■ EXTRACT PROVIDED
·····

Assessing the Role of Generative AI in Protest Event Analysis: A Comparison with Manually Created Data

Monday, 7 July 2025: 15:12
Location: FSE036 (Faculty of Education Sciences (FSE))
Oral Presentation
Takeshi WADA, The University of Tokyo, Japan
Emilia CUADROS, Universidad de Diego Portales, Chile
Néstor ÁLVARO, Independent Researcher, Spain
Nicolás SOMMA, Associate Professor of Sociology, Pontificia Universidad Católica de Chile, Chile
This study examines the feasibility of applying generative AI technologies, such as OpenAI's ChatGPT, to event analysis and data development. Event analysis is a popular method for sociologists and political scientists studying popular protests and social movements. Traditionally, researchers develop data in three steps: (1) gather newspaper data, (2) extract core components of protest events (who, did what, to whom, when, where, and why), and (3) assign theoretical/analytical codes to these components for analysis (e.g., assign a code “president” to an expression of the whom component “Joe Biden”). This process is typically manual, involving research assistants who read newspaper articles, identify relevant "codes" from a “codebook” (a list of theoretical/analytical codes), and input the codes into databases. However, this approach is costly, difficult to keep updated, and, oftentimes, undesirable because it is these assistants, not the researchers, who decide which theoretical codes to be used in practice.

·····

■ TASKS TO PERFORM
1. In the abstract on generative AI in protest event analysis, what three steps do researchers traditionally follow to develop data?
2. Continue the abstract on generative AI in protest event analysis, starting after its last sentence.

·····

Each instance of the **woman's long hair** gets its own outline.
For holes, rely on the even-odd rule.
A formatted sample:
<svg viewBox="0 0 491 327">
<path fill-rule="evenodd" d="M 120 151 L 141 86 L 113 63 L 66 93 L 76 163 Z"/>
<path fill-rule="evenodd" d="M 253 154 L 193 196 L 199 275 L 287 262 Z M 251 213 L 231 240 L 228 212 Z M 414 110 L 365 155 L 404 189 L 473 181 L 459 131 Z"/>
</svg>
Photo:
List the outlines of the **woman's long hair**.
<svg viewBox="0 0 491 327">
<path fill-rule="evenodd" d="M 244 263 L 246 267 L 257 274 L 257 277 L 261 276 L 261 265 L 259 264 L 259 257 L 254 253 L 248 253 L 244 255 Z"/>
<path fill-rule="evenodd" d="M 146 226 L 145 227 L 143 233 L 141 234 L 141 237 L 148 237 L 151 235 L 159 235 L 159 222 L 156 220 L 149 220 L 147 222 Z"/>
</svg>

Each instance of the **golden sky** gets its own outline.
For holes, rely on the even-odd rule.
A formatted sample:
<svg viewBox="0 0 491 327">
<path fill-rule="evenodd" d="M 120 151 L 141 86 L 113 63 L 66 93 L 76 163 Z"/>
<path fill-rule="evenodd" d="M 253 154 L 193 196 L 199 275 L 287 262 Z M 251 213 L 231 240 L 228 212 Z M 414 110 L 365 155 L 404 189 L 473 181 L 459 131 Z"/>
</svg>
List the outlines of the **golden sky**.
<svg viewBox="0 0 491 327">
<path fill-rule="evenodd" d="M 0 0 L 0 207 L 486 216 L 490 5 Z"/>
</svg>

·····

■ PER-TASK ANSWERS
1. They gather newspaper data, extract the core components of protest events, and assign theoretical/analytical codes to those components.

2.
To address these challenges, this study focuses on the third step—assigning theoretical/analytical codes—and assesses AI's performance in this task, which is complex for both humans and AI. We then compare AI-generated protest event data with manually developed data. For this purpose, we use protest event dataset provided by the Observatory of Conflicts of the Centre for Social Conflict and Cohesion Studies (COES) in Santiago, Chile. It includes 23,398 protest events in Chile from 2009 to 2019. The digitization of original newspaper articles by the COES permits us to apply generative AI processing to exactly the same set of articles. Therefore the COES data offers a rare opportunity to compare human and AI-generated data. By analyzing historical trends and patterns across both datasets, this paper explores the benefits and limitations of AI-based data methods compared to traditional manual approaches.